_WHAT YOU HAVE TO DO_
Only the lines from the one containing "of the tree" through the end of the material are to be echoed, each exactly as it appears.

_Entries from a dataset_
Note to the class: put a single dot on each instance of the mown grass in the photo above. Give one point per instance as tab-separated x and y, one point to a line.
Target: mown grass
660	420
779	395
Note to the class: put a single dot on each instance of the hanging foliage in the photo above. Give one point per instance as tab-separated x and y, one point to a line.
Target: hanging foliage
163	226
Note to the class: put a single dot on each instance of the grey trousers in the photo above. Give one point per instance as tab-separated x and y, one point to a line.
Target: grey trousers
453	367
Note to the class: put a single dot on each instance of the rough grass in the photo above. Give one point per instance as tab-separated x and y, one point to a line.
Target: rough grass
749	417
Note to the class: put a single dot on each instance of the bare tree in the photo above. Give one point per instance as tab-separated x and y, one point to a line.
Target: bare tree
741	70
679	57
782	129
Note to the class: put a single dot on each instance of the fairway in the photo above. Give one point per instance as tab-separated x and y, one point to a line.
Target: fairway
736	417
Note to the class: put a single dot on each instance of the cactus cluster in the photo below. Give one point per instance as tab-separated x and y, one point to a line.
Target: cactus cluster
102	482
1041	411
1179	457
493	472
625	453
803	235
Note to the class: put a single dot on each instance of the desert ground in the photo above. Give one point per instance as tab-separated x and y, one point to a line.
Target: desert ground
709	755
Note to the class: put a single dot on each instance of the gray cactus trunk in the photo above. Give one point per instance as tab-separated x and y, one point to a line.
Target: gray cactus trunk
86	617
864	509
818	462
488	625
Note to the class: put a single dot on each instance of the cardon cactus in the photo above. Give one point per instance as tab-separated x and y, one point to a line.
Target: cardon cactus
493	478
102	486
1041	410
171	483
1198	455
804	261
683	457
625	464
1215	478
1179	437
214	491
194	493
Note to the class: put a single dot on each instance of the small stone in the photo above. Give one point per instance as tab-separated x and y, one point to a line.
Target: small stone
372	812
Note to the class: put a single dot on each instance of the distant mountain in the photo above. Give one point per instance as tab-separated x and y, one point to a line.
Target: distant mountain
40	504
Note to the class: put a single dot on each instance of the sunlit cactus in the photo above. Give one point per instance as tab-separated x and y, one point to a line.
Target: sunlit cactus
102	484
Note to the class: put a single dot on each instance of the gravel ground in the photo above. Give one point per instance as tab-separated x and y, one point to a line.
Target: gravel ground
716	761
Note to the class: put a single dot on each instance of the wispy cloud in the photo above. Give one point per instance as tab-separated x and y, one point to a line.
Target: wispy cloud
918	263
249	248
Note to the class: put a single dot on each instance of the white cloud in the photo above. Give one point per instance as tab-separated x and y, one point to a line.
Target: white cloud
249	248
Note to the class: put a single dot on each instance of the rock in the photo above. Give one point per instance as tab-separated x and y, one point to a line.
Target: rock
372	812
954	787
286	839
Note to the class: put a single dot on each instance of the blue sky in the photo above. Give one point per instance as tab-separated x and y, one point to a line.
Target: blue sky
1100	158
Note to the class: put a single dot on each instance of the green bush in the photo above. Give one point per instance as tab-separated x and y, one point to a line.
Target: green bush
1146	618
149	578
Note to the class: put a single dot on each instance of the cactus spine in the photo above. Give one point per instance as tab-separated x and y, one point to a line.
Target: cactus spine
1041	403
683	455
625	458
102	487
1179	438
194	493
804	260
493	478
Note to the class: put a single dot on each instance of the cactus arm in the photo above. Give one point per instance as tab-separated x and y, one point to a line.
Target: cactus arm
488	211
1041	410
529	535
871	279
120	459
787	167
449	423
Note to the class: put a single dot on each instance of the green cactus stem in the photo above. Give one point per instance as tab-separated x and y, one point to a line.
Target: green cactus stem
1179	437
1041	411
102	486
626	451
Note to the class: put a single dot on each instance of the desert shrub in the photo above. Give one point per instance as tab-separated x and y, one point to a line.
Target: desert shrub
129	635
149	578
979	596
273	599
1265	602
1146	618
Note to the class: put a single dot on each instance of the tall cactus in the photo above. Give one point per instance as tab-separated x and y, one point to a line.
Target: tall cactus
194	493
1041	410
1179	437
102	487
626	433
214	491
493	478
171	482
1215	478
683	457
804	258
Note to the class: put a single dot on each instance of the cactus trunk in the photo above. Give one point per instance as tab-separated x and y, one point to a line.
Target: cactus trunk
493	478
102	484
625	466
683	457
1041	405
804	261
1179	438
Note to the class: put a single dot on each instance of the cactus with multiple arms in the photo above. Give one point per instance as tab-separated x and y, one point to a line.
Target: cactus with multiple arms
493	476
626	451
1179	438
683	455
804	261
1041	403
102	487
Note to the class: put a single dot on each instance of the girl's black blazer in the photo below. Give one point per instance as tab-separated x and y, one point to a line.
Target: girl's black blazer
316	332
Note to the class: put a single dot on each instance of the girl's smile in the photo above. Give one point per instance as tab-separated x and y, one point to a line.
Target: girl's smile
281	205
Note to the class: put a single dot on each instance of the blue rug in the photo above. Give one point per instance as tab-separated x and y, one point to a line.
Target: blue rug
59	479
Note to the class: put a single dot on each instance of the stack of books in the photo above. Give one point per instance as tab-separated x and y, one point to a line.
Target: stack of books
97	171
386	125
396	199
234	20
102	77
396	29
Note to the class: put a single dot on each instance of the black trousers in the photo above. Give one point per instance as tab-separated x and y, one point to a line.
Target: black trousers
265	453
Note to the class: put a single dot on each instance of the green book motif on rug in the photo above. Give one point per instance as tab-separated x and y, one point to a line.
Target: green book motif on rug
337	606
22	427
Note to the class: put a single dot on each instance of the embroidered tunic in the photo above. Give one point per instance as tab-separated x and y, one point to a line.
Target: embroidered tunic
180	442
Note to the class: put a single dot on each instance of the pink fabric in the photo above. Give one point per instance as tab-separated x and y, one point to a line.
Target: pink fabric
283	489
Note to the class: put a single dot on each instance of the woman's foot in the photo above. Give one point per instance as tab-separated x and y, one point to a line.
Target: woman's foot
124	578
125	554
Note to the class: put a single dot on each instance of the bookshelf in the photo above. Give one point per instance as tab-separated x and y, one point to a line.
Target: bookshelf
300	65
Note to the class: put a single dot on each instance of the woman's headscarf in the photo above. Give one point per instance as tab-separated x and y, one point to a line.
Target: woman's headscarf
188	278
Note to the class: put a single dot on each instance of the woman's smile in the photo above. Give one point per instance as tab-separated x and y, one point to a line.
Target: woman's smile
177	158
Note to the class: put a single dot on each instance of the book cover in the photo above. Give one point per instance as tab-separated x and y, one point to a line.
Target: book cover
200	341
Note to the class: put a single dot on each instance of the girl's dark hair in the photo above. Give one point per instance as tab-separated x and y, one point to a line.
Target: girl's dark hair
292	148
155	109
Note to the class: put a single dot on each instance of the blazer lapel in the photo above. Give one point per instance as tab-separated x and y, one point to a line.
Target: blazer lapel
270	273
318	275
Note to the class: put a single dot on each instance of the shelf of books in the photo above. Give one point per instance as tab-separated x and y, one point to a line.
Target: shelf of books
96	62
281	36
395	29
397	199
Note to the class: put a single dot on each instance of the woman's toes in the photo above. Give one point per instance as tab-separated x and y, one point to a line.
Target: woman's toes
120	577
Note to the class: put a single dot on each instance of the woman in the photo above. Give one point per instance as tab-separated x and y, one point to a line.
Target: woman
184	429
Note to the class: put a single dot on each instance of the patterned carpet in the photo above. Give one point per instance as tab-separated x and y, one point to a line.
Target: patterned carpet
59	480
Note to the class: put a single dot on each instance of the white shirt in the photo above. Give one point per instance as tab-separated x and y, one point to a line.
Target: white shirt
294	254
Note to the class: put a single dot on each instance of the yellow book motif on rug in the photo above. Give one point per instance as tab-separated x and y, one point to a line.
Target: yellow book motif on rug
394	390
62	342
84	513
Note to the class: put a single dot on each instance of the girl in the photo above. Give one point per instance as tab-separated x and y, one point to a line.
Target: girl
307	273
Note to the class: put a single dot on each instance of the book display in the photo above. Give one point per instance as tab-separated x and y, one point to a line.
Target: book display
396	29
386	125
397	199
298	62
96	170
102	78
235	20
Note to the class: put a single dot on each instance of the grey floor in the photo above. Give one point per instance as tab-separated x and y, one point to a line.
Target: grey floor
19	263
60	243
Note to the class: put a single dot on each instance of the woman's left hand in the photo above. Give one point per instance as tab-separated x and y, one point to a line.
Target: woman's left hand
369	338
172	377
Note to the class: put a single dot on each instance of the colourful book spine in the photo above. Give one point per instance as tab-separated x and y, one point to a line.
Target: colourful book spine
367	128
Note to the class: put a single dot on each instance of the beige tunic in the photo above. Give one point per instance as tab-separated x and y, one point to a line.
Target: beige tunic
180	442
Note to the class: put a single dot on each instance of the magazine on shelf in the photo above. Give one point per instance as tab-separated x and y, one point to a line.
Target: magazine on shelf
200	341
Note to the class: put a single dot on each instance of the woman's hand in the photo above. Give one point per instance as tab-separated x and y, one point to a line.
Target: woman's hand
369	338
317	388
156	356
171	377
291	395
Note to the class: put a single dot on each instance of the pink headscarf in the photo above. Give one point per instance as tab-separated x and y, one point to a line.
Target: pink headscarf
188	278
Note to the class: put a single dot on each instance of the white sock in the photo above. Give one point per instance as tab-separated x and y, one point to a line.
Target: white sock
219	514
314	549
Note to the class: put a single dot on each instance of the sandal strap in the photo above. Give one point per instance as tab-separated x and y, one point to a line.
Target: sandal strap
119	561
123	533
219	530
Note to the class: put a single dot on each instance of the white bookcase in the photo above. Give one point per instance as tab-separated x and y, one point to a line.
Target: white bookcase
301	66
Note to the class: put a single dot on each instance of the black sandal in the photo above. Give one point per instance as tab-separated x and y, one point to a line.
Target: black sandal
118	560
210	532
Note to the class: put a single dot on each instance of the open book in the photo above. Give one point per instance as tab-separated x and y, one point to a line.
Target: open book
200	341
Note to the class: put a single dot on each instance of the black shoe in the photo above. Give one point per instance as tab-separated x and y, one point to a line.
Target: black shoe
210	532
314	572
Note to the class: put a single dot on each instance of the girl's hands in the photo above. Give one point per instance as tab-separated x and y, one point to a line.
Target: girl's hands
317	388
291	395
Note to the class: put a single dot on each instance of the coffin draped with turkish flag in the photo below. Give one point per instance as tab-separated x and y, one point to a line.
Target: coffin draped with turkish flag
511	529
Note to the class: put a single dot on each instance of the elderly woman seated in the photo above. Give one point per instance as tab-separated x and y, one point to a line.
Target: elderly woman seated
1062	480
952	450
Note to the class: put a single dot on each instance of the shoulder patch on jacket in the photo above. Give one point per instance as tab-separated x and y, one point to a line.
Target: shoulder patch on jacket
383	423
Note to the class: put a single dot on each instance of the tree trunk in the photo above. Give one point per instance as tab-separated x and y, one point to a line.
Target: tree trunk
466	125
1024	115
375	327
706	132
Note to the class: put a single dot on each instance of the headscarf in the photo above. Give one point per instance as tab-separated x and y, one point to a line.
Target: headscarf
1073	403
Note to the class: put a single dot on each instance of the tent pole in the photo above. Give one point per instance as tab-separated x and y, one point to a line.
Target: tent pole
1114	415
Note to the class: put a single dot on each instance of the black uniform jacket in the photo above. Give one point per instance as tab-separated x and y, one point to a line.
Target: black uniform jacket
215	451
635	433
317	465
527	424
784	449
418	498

_TASK OUTPUT_
Note to the class: put a single dot on each instance of the tree trunk in the photo above. Give one point per instance as tab-separated x and y, one point to a line.
Target: tree trunk
466	125
1024	115
375	327
706	132
Note to the class: put a single dot on each instance of the headscarf in the photo above. Give one point per instance as tab-separated x and y, one point to a line.
Target: headscarf
1073	403
Note to the class: put a single dot on each instance of the tent pole in the photo above. Give one point per instance as tab-separated x and y, one point to a line.
Target: tent pole
1114	415
Note to the class: put a single dot on each instance of the black uniform jacket in the photo above. Give one point per instance as tab-separated x and y, one point to a line.
Target: black uniform jacket
215	451
635	433
317	465
527	424
784	449
418	498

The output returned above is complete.